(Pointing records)
Begin

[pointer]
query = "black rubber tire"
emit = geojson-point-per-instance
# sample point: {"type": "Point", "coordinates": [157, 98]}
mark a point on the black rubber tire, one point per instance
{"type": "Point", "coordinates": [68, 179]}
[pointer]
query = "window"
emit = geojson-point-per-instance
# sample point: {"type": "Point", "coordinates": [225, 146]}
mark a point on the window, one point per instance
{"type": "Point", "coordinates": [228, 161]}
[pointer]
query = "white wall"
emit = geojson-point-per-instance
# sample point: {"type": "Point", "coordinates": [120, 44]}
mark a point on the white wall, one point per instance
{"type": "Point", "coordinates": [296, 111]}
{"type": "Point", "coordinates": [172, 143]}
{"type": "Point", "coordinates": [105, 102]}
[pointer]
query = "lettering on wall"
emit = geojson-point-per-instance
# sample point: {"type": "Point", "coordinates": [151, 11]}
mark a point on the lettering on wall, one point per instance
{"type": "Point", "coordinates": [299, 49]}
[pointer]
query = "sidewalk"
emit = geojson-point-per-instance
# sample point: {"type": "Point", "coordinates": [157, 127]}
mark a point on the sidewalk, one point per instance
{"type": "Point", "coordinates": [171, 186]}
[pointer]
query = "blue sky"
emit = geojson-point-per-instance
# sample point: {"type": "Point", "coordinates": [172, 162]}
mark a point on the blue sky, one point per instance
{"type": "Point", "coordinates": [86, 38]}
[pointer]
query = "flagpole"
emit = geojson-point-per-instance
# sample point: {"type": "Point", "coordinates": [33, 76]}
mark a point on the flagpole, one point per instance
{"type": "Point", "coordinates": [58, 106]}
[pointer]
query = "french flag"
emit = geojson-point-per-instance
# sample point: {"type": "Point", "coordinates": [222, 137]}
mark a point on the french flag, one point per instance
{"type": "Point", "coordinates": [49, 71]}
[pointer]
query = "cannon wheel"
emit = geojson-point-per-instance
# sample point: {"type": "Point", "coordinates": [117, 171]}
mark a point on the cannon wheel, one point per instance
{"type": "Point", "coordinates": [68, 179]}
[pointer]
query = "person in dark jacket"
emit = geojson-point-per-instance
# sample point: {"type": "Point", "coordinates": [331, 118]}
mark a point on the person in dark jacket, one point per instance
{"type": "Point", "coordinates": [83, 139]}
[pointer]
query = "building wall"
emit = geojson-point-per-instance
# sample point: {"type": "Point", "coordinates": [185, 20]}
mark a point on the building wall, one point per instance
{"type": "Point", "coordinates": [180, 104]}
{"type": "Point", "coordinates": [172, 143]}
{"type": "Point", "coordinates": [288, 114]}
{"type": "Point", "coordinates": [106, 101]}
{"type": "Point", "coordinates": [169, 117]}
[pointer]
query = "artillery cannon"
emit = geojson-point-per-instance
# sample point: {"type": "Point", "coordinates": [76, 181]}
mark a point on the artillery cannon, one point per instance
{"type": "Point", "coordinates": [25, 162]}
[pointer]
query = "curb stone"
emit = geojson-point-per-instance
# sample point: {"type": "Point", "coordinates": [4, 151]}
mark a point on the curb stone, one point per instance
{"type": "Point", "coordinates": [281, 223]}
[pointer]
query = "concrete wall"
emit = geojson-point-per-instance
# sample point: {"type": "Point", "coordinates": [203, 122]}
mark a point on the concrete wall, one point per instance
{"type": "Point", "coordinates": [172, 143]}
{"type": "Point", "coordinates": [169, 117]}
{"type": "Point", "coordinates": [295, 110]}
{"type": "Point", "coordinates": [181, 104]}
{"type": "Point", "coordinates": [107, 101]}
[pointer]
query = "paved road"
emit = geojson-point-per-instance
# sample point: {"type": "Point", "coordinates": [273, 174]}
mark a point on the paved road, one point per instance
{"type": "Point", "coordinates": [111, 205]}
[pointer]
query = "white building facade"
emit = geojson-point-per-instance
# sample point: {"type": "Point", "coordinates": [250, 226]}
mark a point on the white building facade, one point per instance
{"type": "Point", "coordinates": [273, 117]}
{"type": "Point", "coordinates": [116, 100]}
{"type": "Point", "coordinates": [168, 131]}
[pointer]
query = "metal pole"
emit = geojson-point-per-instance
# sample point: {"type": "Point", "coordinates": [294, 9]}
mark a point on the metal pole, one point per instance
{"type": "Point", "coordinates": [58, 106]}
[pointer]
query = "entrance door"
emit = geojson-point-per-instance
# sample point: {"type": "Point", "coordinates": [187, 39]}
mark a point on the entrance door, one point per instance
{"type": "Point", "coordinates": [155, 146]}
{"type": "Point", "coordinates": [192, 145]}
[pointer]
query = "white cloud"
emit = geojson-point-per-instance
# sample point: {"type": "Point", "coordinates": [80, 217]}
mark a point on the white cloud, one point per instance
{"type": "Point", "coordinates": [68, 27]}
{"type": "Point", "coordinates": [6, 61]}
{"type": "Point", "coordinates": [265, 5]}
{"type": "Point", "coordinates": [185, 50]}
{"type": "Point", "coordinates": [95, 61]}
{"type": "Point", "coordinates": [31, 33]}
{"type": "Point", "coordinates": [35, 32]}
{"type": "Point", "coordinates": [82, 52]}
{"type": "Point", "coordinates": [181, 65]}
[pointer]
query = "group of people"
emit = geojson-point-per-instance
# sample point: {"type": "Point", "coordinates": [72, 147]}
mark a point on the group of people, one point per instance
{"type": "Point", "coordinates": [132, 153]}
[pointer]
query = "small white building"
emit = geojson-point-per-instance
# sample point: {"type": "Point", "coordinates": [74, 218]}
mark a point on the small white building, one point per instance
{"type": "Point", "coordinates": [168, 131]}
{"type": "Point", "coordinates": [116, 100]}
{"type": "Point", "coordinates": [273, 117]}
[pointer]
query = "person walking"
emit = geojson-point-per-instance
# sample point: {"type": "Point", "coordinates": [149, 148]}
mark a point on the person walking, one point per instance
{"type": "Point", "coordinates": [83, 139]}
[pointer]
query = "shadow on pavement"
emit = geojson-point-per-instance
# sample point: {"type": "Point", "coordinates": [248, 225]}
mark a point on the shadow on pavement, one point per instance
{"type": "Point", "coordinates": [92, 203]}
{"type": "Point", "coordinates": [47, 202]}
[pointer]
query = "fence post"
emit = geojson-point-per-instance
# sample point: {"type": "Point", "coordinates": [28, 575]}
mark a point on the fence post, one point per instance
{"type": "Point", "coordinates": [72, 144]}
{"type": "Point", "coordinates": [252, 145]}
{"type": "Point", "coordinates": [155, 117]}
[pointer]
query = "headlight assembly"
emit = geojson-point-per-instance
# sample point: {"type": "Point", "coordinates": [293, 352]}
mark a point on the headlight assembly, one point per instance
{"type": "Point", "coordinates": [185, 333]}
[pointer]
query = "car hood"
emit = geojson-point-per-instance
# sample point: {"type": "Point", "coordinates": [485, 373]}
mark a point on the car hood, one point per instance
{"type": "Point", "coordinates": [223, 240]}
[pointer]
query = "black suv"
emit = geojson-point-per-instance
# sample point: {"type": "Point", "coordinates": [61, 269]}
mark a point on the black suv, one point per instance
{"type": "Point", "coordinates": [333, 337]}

End

- Instructions to follow -
Print the records above exactly as they appear.

- Expected answer -
[pointer]
query = "black rubber tire"
emit = geojson-point-per-instance
# sample point: {"type": "Point", "coordinates": [157, 98]}
mark a point on the black rubber tire, one point per instance
{"type": "Point", "coordinates": [68, 179]}
[pointer]
query = "window"
emit = geojson-point-per-instance
# sample point: {"type": "Point", "coordinates": [225, 146]}
mark a point on the window, one point per instance
{"type": "Point", "coordinates": [228, 161]}
[pointer]
query = "white wall"
emit = geojson-point-per-instance
# sample point: {"type": "Point", "coordinates": [120, 44]}
mark a point on the white wall, one point per instance
{"type": "Point", "coordinates": [296, 111]}
{"type": "Point", "coordinates": [172, 143]}
{"type": "Point", "coordinates": [105, 102]}
[pointer]
query = "lettering on wall"
emit = geojson-point-per-instance
# sample point: {"type": "Point", "coordinates": [151, 11]}
mark a point on the lettering on wall, one point per instance
{"type": "Point", "coordinates": [299, 49]}
[pointer]
query = "sidewalk"
emit = geojson-point-per-instance
# sample point: {"type": "Point", "coordinates": [157, 127]}
mark a point on the sidewalk, one point per instance
{"type": "Point", "coordinates": [171, 186]}
[pointer]
query = "blue sky"
emit = geojson-point-per-instance
# sample point: {"type": "Point", "coordinates": [172, 162]}
mark a point on the blue sky, one point per instance
{"type": "Point", "coordinates": [86, 38]}
[pointer]
query = "flagpole"
emit = geojson-point-per-instance
# sample point: {"type": "Point", "coordinates": [33, 76]}
mark a point on the flagpole, one point per instance
{"type": "Point", "coordinates": [58, 106]}
[pointer]
query = "french flag"
emit = geojson-point-per-instance
# sample point: {"type": "Point", "coordinates": [222, 137]}
mark a point on the french flag, one point per instance
{"type": "Point", "coordinates": [49, 71]}
[pointer]
query = "cannon wheel"
emit = geojson-point-per-instance
# sample point: {"type": "Point", "coordinates": [117, 171]}
mark a point on the cannon wheel, one point per instance
{"type": "Point", "coordinates": [68, 179]}
[pointer]
query = "person in dark jacket"
emit = geojson-point-per-instance
# sample point: {"type": "Point", "coordinates": [331, 118]}
mark a point on the person in dark jacket, one point per instance
{"type": "Point", "coordinates": [83, 139]}
[pointer]
query = "building wall"
emit = geojson-point-per-instance
# sample point: {"type": "Point", "coordinates": [185, 20]}
mark a point on the building wall, one point per instance
{"type": "Point", "coordinates": [180, 104]}
{"type": "Point", "coordinates": [172, 143]}
{"type": "Point", "coordinates": [288, 114]}
{"type": "Point", "coordinates": [106, 101]}
{"type": "Point", "coordinates": [169, 117]}
[pointer]
query = "artillery cannon"
emit = geojson-point-per-instance
# sample point: {"type": "Point", "coordinates": [76, 181]}
mark a point on the artillery cannon, one point per instance
{"type": "Point", "coordinates": [25, 162]}
[pointer]
query = "curb stone"
emit = geojson-point-per-instance
# sample point: {"type": "Point", "coordinates": [4, 151]}
mark a point on the curb stone, one point per instance
{"type": "Point", "coordinates": [281, 223]}
[pointer]
query = "concrete wall"
emit = geojson-point-per-instance
# sample point: {"type": "Point", "coordinates": [203, 122]}
mark a point on the concrete wall, one point per instance
{"type": "Point", "coordinates": [172, 143]}
{"type": "Point", "coordinates": [169, 117]}
{"type": "Point", "coordinates": [295, 110]}
{"type": "Point", "coordinates": [181, 104]}
{"type": "Point", "coordinates": [107, 101]}
[pointer]
query = "paved road"
emit = geojson-point-per-instance
# sample point: {"type": "Point", "coordinates": [273, 174]}
mark a point on the paved road, one point per instance
{"type": "Point", "coordinates": [111, 205]}
[pointer]
query = "white building facade"
emit = geojson-point-per-instance
# sample point: {"type": "Point", "coordinates": [250, 226]}
mark a point on the white building facade, one point per instance
{"type": "Point", "coordinates": [273, 117]}
{"type": "Point", "coordinates": [116, 100]}
{"type": "Point", "coordinates": [168, 131]}
[pointer]
query = "metal pole"
emit = geojson-point-per-instance
# sample point: {"type": "Point", "coordinates": [294, 9]}
mark a point on the metal pole, one point per instance
{"type": "Point", "coordinates": [58, 106]}
[pointer]
query = "entrance door"
emit = geojson-point-per-instance
# sample point: {"type": "Point", "coordinates": [187, 39]}
mark a point on the entrance door, one point per instance
{"type": "Point", "coordinates": [155, 146]}
{"type": "Point", "coordinates": [192, 145]}
[pointer]
query = "white cloud"
emit = geojson-point-per-instance
# sample point: {"type": "Point", "coordinates": [80, 217]}
mark a point on the white cloud, one point per instance
{"type": "Point", "coordinates": [68, 27]}
{"type": "Point", "coordinates": [6, 61]}
{"type": "Point", "coordinates": [265, 5]}
{"type": "Point", "coordinates": [185, 50]}
{"type": "Point", "coordinates": [95, 61]}
{"type": "Point", "coordinates": [31, 33]}
{"type": "Point", "coordinates": [35, 32]}
{"type": "Point", "coordinates": [82, 52]}
{"type": "Point", "coordinates": [181, 65]}
[pointer]
query = "group of people"
emit = geojson-point-per-instance
# sample point: {"type": "Point", "coordinates": [72, 147]}
mark a point on the group of people, one point per instance
{"type": "Point", "coordinates": [132, 153]}
[pointer]
query = "small white building"
emit = geojson-point-per-instance
# sample point: {"type": "Point", "coordinates": [74, 218]}
mark a point on the small white building, one point per instance
{"type": "Point", "coordinates": [168, 131]}
{"type": "Point", "coordinates": [116, 100]}
{"type": "Point", "coordinates": [273, 117]}
[pointer]
query = "person walking"
emit = geojson-point-per-instance
# sample point: {"type": "Point", "coordinates": [149, 148]}
mark a point on the person walking, one point per instance
{"type": "Point", "coordinates": [83, 139]}
[pointer]
query = "shadow on pavement"
emit = geojson-point-per-instance
# sample point: {"type": "Point", "coordinates": [248, 225]}
mark a point on the shadow on pavement, one point per instance
{"type": "Point", "coordinates": [92, 203]}
{"type": "Point", "coordinates": [47, 202]}
[pointer]
query = "fence post"
emit = geojson-point-per-instance
# sample point: {"type": "Point", "coordinates": [28, 575]}
mark a point on the fence post, one point per instance
{"type": "Point", "coordinates": [72, 144]}
{"type": "Point", "coordinates": [252, 145]}
{"type": "Point", "coordinates": [155, 117]}
[pointer]
query = "headlight assembly"
emit = geojson-point-per-instance
# sample point: {"type": "Point", "coordinates": [293, 352]}
mark a point on the headlight assembly, one point per instance
{"type": "Point", "coordinates": [185, 333]}
[pointer]
query = "car hood"
emit = geojson-point-per-instance
# sample point: {"type": "Point", "coordinates": [485, 373]}
mark a point on the car hood, one point per instance
{"type": "Point", "coordinates": [223, 240]}
[pointer]
query = "black suv"
emit = geojson-point-per-instance
# sample point: {"type": "Point", "coordinates": [61, 269]}
mark a point on the black suv, one point per instance
{"type": "Point", "coordinates": [333, 337]}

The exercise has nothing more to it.